>> begin SOURCE EXCERPT
Then there are the dreamy buttons I drip through my fingers, for the sheer pleasure of feeling the sheen and admiring the gorgeous designs. Those buttons are the girls I sew onto bags and purses, stitch brooch-like  onto  the top neckline of a shirt or jacket, or affix to the pocket of a blouse for maximum effect.

On our family vacation into the Cascades and Canada we squeezed in one day in the capital city of British Colombia, Victoria. Could I miss some kind of sewing related activity there? Well, I almost did. I got lost looking for Gala Fabrics (There's always next time, right?) but then I found myself (almost) walking past the Button & Needlework Boutique. There I got to immerse myself in a gorgeous collection of pure dreamery'esque buttons. And it turned out to be a durn good thing that I missed out on Gala Fabrics, because I spent over 60 Canadian dollars on beautiful buttons in about ten minutes. We are talking major embellishment potential. It's amazing what they pack into a small store, and the merchandise bears very little resemblance to the cards on the racks at my local Joannes. Can't wait to decide what blouses, purses and vests are going to sport these delightful ladies.
>> end SOURCE EXCERPT
WRITTEN EXERCISE 1: According to the button passage, how much money was spent at the Button & Needlework Boutique, and over roughly how much time?
>> begin LISTED RECORDS
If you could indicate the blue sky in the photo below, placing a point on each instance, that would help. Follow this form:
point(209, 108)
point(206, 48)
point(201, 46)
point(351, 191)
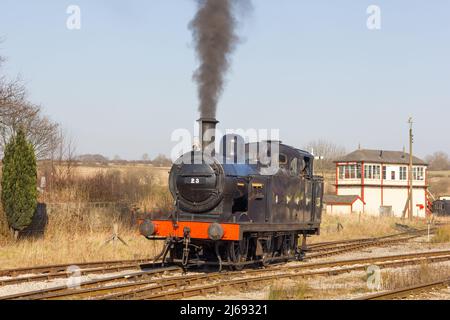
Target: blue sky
point(123, 83)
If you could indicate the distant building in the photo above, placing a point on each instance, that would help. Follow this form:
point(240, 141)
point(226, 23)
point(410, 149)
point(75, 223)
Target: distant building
point(343, 204)
point(380, 180)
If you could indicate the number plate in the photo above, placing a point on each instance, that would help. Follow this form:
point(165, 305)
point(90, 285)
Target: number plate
point(195, 180)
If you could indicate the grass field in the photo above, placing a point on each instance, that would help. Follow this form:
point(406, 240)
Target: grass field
point(60, 246)
point(65, 244)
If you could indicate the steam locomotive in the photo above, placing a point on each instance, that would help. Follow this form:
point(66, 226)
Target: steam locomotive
point(236, 207)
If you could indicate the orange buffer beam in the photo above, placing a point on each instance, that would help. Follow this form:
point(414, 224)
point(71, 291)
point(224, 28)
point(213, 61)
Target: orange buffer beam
point(199, 230)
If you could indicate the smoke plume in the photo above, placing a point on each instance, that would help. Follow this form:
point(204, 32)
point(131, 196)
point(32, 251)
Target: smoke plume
point(214, 33)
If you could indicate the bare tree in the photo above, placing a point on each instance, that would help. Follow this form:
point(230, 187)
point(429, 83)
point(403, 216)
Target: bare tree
point(17, 112)
point(161, 161)
point(327, 152)
point(438, 161)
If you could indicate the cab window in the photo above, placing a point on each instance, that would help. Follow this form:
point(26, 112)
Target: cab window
point(293, 168)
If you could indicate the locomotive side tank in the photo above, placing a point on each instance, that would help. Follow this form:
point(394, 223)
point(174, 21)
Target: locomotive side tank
point(235, 207)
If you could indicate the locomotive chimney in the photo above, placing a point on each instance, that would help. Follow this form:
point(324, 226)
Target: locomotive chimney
point(208, 135)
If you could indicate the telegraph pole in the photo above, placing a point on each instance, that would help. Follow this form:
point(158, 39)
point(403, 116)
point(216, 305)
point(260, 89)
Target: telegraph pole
point(410, 176)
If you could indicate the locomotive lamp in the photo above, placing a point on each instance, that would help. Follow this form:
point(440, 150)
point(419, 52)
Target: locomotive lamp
point(147, 228)
point(215, 232)
point(208, 135)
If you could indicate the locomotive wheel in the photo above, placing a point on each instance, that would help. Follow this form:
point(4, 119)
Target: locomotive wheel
point(237, 253)
point(268, 254)
point(289, 246)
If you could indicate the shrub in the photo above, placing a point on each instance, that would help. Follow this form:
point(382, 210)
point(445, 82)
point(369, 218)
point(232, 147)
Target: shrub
point(19, 179)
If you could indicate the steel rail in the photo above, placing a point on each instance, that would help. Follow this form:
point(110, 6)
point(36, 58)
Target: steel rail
point(37, 294)
point(161, 289)
point(408, 291)
point(63, 267)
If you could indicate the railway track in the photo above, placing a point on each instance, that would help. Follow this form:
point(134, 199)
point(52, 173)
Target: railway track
point(214, 283)
point(49, 269)
point(173, 287)
point(316, 250)
point(325, 249)
point(404, 293)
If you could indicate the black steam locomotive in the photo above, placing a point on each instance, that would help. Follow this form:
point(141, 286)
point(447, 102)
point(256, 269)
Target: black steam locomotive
point(250, 203)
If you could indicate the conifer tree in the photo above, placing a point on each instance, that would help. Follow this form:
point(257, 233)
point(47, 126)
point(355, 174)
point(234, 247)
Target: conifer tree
point(19, 182)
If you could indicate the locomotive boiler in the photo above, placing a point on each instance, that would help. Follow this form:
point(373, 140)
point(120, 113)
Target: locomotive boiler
point(248, 203)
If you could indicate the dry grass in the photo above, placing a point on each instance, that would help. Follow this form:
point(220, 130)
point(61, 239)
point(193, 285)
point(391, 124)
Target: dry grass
point(336, 227)
point(65, 248)
point(294, 291)
point(442, 235)
point(77, 232)
point(402, 278)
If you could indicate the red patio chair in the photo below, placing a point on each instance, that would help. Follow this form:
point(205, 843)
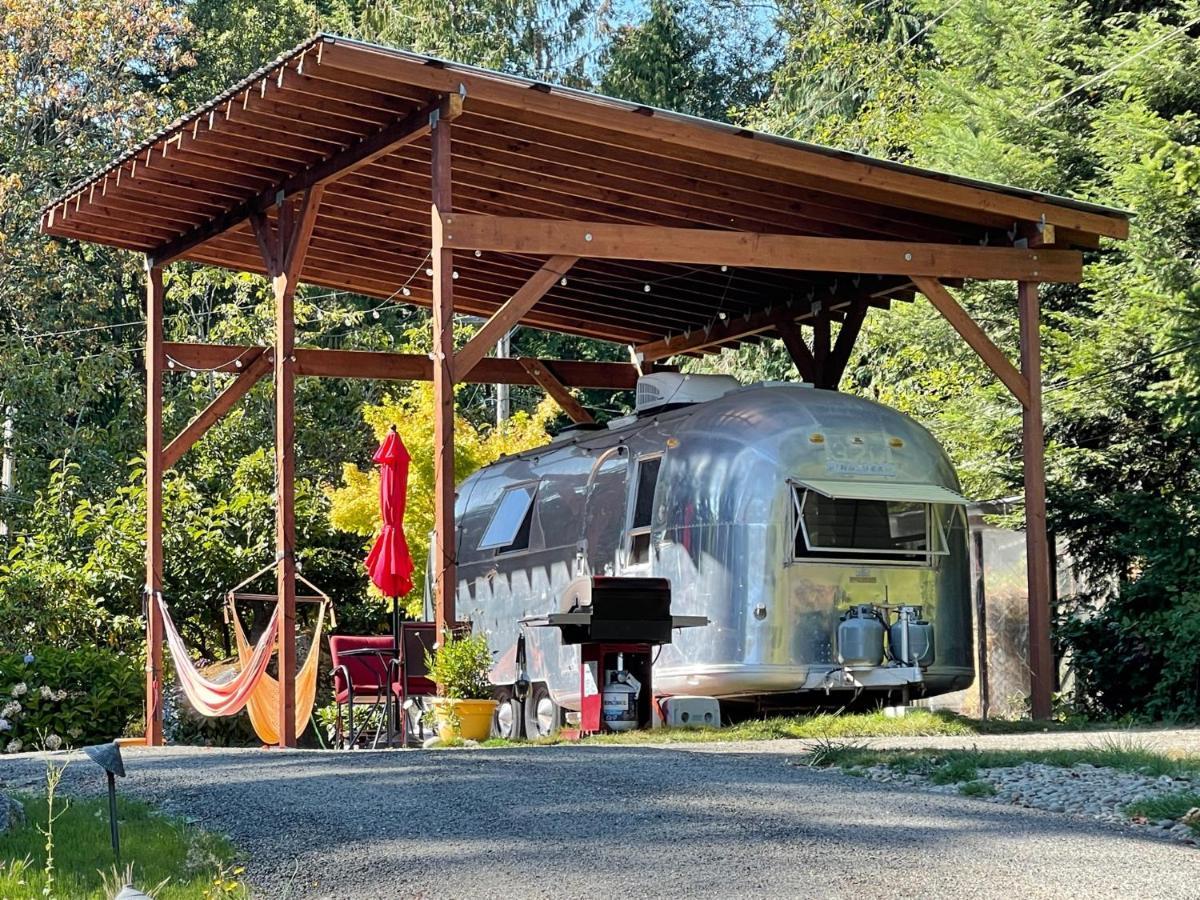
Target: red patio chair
point(411, 675)
point(361, 669)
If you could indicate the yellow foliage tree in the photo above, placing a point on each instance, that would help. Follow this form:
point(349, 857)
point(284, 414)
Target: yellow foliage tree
point(355, 503)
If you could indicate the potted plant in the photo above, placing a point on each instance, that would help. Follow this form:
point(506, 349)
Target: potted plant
point(466, 706)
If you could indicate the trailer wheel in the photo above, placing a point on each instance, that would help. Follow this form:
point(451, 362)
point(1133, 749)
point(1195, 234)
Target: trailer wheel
point(508, 723)
point(543, 715)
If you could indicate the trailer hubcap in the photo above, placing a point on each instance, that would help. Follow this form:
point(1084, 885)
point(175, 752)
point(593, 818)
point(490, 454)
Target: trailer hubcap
point(545, 717)
point(505, 720)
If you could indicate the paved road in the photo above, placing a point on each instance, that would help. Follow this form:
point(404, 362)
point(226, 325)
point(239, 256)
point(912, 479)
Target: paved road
point(628, 822)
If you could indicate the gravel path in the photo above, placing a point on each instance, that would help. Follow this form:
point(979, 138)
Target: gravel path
point(627, 821)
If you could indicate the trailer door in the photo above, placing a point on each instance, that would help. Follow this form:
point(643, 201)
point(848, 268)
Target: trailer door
point(604, 514)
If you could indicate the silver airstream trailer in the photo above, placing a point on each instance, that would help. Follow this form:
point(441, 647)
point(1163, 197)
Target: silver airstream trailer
point(820, 533)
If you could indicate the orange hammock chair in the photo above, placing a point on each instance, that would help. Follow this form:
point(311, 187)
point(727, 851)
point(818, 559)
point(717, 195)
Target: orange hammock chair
point(263, 703)
point(209, 697)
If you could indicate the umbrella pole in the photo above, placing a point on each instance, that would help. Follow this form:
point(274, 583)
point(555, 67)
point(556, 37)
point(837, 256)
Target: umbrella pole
point(394, 711)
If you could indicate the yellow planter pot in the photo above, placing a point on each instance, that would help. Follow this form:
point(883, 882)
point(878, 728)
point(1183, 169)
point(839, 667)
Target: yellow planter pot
point(473, 718)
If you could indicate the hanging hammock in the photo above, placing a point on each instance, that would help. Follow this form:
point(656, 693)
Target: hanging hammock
point(264, 701)
point(208, 697)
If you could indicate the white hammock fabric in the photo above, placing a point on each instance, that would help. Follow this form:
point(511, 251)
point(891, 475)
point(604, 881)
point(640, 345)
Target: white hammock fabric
point(208, 697)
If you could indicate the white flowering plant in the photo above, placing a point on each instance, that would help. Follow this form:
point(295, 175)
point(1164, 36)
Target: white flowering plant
point(52, 699)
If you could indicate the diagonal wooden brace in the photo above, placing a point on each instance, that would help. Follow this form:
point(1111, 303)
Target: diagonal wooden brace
point(557, 390)
point(973, 335)
point(793, 340)
point(509, 315)
point(838, 358)
point(258, 366)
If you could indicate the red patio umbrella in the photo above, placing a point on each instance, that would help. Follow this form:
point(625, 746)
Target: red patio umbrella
point(389, 562)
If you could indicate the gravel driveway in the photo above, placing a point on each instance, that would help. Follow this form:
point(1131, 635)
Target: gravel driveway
point(624, 821)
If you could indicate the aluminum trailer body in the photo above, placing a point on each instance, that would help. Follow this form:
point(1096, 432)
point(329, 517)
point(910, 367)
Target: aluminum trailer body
point(743, 503)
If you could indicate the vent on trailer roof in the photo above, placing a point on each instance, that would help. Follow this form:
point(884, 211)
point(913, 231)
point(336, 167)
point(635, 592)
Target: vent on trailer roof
point(664, 389)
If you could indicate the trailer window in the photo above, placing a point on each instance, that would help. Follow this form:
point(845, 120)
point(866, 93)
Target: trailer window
point(891, 531)
point(643, 510)
point(509, 527)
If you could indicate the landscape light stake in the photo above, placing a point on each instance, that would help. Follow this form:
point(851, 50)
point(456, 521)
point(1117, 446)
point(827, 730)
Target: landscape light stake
point(108, 757)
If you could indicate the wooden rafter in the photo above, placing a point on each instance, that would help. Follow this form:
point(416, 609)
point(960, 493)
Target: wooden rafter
point(975, 336)
point(509, 315)
point(852, 175)
point(359, 154)
point(557, 390)
point(252, 373)
point(403, 366)
point(697, 246)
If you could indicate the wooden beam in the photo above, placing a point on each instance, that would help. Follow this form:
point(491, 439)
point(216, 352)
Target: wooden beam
point(793, 340)
point(723, 331)
point(339, 165)
point(1037, 545)
point(445, 534)
point(402, 366)
point(155, 365)
point(510, 313)
point(557, 390)
point(726, 145)
point(259, 365)
point(700, 246)
point(973, 335)
point(839, 357)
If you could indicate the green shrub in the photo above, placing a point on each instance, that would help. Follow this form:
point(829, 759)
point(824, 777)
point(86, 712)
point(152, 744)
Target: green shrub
point(54, 697)
point(461, 665)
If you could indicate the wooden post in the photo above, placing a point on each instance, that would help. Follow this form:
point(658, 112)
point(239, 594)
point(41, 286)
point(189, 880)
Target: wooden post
point(1037, 547)
point(981, 597)
point(155, 366)
point(285, 491)
point(283, 247)
point(445, 543)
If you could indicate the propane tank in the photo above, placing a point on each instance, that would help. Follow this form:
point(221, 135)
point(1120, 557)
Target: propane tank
point(861, 637)
point(619, 697)
point(911, 637)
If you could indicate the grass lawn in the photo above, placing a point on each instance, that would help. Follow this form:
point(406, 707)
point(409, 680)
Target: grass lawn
point(947, 767)
point(171, 859)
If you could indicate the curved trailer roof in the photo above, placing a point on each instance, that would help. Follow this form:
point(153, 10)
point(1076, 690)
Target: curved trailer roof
point(334, 108)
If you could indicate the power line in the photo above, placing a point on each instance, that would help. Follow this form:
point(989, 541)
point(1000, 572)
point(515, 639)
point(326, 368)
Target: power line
point(892, 57)
point(1113, 69)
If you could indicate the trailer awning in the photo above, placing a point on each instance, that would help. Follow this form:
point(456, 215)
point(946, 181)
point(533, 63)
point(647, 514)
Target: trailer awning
point(893, 491)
>> end LISTED RECORDS
WRITTEN EXERCISE 2: Express the rows as a JSON list of strings, one string per line with blank lines dropped. Start with the first line of the rows, go on through the line containing "point(65, 244)", and leave the pictures out.

EXERCISE RESPONSE 1: Over 60 Canadian dollars in about ten minutes.

EXERCISE RESPONSE 2:
[
  "If you could indicate the blue sky in the photo below, placing a point on each instance, that would help. Follow this form:",
  "point(209, 108)",
  "point(206, 48)",
  "point(201, 46)",
  "point(351, 191)",
  "Target: blue sky",
  "point(123, 83)",
  "If you could indicate the distant building in the photo above, placing a point on each instance, that would help. Follow this form:",
  "point(240, 141)",
  "point(226, 23)",
  "point(410, 149)",
  "point(75, 223)",
  "Target: distant building",
  "point(343, 204)",
  "point(380, 180)",
  "If you could indicate the number plate in the photo above, placing a point on each instance, that would help. Follow this form:",
  "point(165, 305)",
  "point(90, 285)",
  "Target: number plate",
  "point(195, 180)",
  "If you could indicate the grass field in the photo above, placing a point on each instance, that would help. Follow this form:",
  "point(406, 240)",
  "Target: grass field",
  "point(60, 246)",
  "point(65, 244)"
]